**SELECTED TEXT**

**********

When our little guy transitioned to live with a family member my kids and I sat down on the carpet just before heading to DSHS, and each of them prayed for him. Clara mostly mumbled. It was beautiful. So many people have asked how my kids did adjusting to having a baby brother come in, and I am thankful to say that this is a part of training them up. Caleb's parents had foster kiddos also, and my dad cultivated the desire to provide aid for the homeless and the destitute. We have never, by grace, departed from that. Our children are learning what it means to strip away the layers of selfishness that we all inherently embody. They're seeing and living firsthand what it means to care for the widows and orphans. We cannot approach this with trepidation because we know Jesus is with us. Obedience is an act of love, not duty.

Tuesday, November 11, 2014

My hard heart regarding adoption.


      The handful of you who will read this post know that my husband and I are becoming licensed foster parents through our state. When we were engaged we talked about adoption a lot, and though our initial picture of what that may look like has certainly changed, by grace the intention of doing so has not. Through books, social media, conferences, and the positive model of peers who foster and have adopted, we are mentally equipped. For our emotions, safety, and all other tangible provisions we lean heavily on the Lord. We know that we want to be obedient in taking part [in some way] in orphan care. However, I would be remiss, and robbing God of his glory if I didn't share how He had changed my heart over the last three years.

My hard heart had some objections and sinful concepts that I wrestled with, and likely because of personal pride. Here are two of them:

*The mom at church who already has a gob of kids, yet is fundraising for international adoption, AND/or domestic adoption via foster care. To the believer with God's mission and glory in mind, this family sounds like they're on track. To the rest of the world; believers and non-believers, they seem crazy. How will they care for, clothe, and educate that many children? But those weren't even my sinful primary objections.
It was the thinking that she must be quiver-full. She has no identity apart from mothering. She must have no other gifts or talents to contribute other than being a homemaker. She just wants the attention.

I could say that I am embarrassed for sharing this covetous, arrogant, and unloving demeanor I had toward a fellow sister, and her family, but I want to make sure we all get what God can do. He can take my wretched heart and transform it so judgment and eye rolling are no longer the response.

**********

**ENTRIES SHOWN**
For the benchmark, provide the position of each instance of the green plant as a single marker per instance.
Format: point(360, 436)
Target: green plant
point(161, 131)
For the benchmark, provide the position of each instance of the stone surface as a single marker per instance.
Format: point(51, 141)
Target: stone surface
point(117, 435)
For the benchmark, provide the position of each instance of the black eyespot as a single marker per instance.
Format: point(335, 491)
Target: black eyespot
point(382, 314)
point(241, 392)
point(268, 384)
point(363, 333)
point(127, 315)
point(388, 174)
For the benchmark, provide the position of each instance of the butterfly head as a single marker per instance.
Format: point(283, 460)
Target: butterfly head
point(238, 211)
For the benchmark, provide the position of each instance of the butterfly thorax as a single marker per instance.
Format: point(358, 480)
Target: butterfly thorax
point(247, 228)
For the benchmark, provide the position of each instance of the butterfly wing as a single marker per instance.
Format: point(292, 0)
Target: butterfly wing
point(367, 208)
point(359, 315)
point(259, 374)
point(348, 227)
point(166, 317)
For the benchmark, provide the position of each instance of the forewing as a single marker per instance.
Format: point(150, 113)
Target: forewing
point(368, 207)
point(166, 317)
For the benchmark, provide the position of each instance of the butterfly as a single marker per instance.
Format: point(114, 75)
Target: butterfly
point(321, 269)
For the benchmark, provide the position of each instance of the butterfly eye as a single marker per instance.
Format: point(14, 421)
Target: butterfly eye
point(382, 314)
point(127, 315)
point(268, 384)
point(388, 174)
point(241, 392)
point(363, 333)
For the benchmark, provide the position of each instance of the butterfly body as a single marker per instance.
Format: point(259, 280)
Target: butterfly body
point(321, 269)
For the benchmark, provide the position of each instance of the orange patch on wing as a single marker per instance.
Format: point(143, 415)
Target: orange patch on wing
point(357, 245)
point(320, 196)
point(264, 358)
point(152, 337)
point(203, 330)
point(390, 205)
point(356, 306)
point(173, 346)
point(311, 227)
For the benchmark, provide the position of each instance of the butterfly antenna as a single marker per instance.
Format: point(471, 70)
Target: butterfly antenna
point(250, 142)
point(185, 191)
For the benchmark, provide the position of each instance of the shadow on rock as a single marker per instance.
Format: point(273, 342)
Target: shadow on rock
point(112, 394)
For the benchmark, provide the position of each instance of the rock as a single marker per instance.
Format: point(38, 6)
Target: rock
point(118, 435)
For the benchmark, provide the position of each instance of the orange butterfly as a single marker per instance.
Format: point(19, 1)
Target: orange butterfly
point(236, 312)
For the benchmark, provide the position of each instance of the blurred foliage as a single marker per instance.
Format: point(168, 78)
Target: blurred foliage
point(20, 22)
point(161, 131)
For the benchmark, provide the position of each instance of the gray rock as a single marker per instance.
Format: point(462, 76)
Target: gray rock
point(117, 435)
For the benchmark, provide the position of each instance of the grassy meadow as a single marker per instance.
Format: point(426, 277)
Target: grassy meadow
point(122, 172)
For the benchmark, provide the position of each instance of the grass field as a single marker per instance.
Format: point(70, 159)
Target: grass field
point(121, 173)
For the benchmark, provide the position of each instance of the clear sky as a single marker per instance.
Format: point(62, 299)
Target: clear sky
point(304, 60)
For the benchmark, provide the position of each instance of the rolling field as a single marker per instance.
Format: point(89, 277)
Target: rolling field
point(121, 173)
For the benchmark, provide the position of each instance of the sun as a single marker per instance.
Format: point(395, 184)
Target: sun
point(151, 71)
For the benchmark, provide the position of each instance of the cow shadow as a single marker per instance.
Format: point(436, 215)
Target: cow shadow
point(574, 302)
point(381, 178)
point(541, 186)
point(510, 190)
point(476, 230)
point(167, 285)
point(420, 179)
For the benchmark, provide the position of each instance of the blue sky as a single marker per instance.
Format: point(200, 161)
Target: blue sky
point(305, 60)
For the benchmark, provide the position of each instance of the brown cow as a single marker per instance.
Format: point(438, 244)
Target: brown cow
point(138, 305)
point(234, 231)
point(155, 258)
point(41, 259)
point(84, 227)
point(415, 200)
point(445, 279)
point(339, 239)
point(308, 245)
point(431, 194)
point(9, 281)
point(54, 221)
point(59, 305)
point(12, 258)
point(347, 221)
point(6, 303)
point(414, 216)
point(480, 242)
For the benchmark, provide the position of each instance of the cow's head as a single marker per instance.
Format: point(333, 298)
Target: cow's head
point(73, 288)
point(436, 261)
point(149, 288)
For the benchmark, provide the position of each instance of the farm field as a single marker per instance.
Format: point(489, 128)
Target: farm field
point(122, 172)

**********

**COMPLETE THE FOLLOWING**
A - Translate this sentence from the foster care and adoption post into Spanish: "Obedience is an act of love, not duty."
B - Continue the foster care and adoption post from its final sentence.

**RESPONSES**
A - La obediencia es un acto de amor, no de deber.

B -
*There are plenty of children in America that need a loving, safe home, I am not called to international adoption. While both points may be somewhat true, I can still come alongside a family who is called to redeem the life of a 12 year old girl in China, who would have otherwise "aged out" at 14 and been shoved into slave labor, sex trafficking, or worse. A woman in a class of mine this year actually adopted an older child, NOT a baby, and her life, their lives will never be the same-for the better. Who am I to think that God wouldn't take care of my family if we gave generously to an overseas adoption? Does he not clothe the lilies and feed the sparrows? And, while my heart wasn't anti-international adoption, I wasn't on the front lines promoting or supporting it as much as I could or should have been.

The heart of the world has objections too. What if one of my children is harmed? What if I get attached? We just aren't called to that. Only certain people can handle such an endeavor. To some extent this may be true. The keynote speaker from the One Conference this last weekend made the point that not everyone can, or should bring kids into their home. But, in light of the gospel, we can all joyfully participate in some way.

My great hope and prayer is that Jesus will continue to soften and transform the heart of those who call him Lord, and awaken to find a role and conduit to aid in orphan care. May unbelief and selfish ambition, or the pride of life all be far from those who God has called and adopted to Himself. Mostly, I offer thanks and praise to my Father in Heaven for sanctification, and his active work in my heart.